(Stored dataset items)
--------------------------------

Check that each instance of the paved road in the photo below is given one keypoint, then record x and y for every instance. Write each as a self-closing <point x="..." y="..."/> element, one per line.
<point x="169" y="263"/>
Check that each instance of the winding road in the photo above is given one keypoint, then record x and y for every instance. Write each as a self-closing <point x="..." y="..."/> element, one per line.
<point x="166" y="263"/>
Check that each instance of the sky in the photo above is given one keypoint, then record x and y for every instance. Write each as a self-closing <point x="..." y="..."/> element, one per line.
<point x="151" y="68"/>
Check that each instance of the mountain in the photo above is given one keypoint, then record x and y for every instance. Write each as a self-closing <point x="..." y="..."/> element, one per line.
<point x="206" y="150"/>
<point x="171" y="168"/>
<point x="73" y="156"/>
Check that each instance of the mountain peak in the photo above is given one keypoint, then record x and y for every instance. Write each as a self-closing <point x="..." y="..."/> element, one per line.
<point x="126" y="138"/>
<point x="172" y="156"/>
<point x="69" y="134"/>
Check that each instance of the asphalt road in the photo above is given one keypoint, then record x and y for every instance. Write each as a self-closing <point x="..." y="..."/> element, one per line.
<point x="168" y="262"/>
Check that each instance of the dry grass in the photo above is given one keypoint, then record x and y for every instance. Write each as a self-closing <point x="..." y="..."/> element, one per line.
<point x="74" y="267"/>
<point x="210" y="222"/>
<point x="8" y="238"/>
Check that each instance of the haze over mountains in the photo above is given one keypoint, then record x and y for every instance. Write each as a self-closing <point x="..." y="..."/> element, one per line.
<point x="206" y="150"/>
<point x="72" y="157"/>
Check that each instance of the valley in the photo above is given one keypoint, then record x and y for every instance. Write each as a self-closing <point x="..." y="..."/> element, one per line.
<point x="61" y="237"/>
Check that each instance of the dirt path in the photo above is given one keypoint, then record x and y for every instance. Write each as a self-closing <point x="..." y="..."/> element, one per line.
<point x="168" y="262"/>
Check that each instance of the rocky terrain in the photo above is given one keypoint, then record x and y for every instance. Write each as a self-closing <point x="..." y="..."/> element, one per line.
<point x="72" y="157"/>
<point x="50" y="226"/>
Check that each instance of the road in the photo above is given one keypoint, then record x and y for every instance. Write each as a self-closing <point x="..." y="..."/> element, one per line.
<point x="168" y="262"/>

--------------------------------

* **TASK STATEMENT**:
Set down each record again, exactly as written.

* **COMPLETED TASK**:
Check that each instance of the paved road in the photo below is given one keypoint, then record x and y for every instance. Write each as a self-closing <point x="..." y="..."/> element, one per line.
<point x="169" y="263"/>
Check that each instance of the winding road in the photo above is given one keypoint, then record x and y for every instance. Write each as a self-closing <point x="..." y="..."/> element, one per line.
<point x="166" y="263"/>
Check that each instance of the sky in the photo above is given one keypoint, then record x and y for every instance. Write each as a self-closing <point x="..." y="..."/> element, one per line.
<point x="151" y="68"/>
Check that each instance of the mountain in the photo above is given one keypoint, then record x and y for every instance. Write each as a self-closing <point x="..." y="..."/> element, one per line.
<point x="206" y="150"/>
<point x="171" y="168"/>
<point x="73" y="156"/>
Check that each instance of the mountain peak in the photo above is given one keypoint, then record x and y for every instance. Write each as a self-closing <point x="..." y="..."/> element, one per line.
<point x="126" y="138"/>
<point x="172" y="156"/>
<point x="69" y="134"/>
Check that each instance of the asphalt road in the photo above is given one keypoint, then record x and y for every instance. Write each as a self-closing <point x="..." y="..."/> element, one per line.
<point x="168" y="262"/>
Check that each instance of the dry grass in the photo above is given one keypoint, then record x and y for every instance. Write each as a self-closing <point x="..." y="..."/> element, one per line.
<point x="74" y="267"/>
<point x="210" y="222"/>
<point x="8" y="238"/>
Check that each instance of the haze over mountains in the photo above is given one keypoint, then record x and y for every instance. Write each as a self-closing <point x="..." y="..."/> element, one per line.
<point x="206" y="150"/>
<point x="72" y="157"/>
Check that each instance of the valley in the photo above is given one keypoint, then record x and y for every instance. Write each as a self-closing <point x="..." y="..."/> element, one per line.
<point x="61" y="237"/>
Check that each instance of the dirt path in the photo above is given one keypoint, then record x and y for every instance. Write each as a self-closing <point x="..." y="..."/> element, one per line.
<point x="168" y="262"/>
Check that each instance of the rocky terrain in the photo above is given one keypoint, then record x and y for every instance. Write each as a self-closing <point x="..." y="..."/> element, one per line.
<point x="72" y="157"/>
<point x="50" y="226"/>
Check that each instance of the road in the photo above is given one keypoint, then record x and y for every instance. Write each as a self-closing <point x="..." y="..."/> element, one per line.
<point x="168" y="262"/>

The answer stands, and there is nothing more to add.